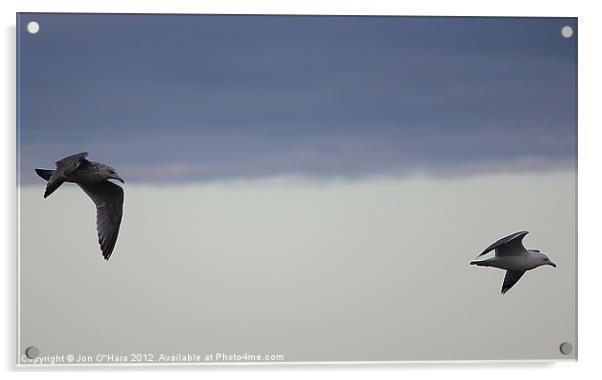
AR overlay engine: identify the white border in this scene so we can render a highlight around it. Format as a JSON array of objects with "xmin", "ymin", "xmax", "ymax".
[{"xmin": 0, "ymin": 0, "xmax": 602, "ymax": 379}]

--

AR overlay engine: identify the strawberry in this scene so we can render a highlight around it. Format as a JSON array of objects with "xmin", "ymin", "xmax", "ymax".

--

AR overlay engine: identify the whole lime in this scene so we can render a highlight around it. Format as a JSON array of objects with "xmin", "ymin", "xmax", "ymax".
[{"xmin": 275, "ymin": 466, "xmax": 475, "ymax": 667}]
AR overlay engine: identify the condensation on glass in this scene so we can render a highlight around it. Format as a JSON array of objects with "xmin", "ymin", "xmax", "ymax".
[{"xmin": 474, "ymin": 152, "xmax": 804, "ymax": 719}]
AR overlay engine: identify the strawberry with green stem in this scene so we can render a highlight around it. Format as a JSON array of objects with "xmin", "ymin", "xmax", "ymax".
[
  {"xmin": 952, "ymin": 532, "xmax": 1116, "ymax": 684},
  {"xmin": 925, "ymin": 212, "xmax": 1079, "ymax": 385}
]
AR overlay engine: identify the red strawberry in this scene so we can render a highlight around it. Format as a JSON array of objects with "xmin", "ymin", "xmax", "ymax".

--- EXERCISE GOAL ---
Change "render a highlight" to "draw an outline" in the rows from the line with "AR overlay engine: identify the whole" to the line with "AR overlay engine: identify the red", keeping everything else the same, and give back only those lines.

--- FINAL ANSWER ---
AR overlay engine: identify the whole lime in this scene so we can draw an outline around it. Format as a JSON array of objects with "xmin", "ymin", "xmax", "ymax".
[{"xmin": 275, "ymin": 466, "xmax": 475, "ymax": 667}]
AR overlay engine: identify the condensation on glass in this scene so we can draw an outline around it. Format as a JSON array of objects with "xmin", "ymin", "xmax", "ymax".
[{"xmin": 474, "ymin": 152, "xmax": 804, "ymax": 719}]
AR overlay engine: identify the strawberry with green stem in this scene so we can draw an outline around it. Format as a JSON array of objects with "xmin", "ymin", "xmax", "ymax".
[
  {"xmin": 952, "ymin": 532, "xmax": 1116, "ymax": 684},
  {"xmin": 925, "ymin": 212, "xmax": 1079, "ymax": 385}
]
AR overlay engine: identify the red strawberry in this scene so we can draw an outline around it. Format as a JSON array of objects with "xmin", "ymin", "xmax", "ymax".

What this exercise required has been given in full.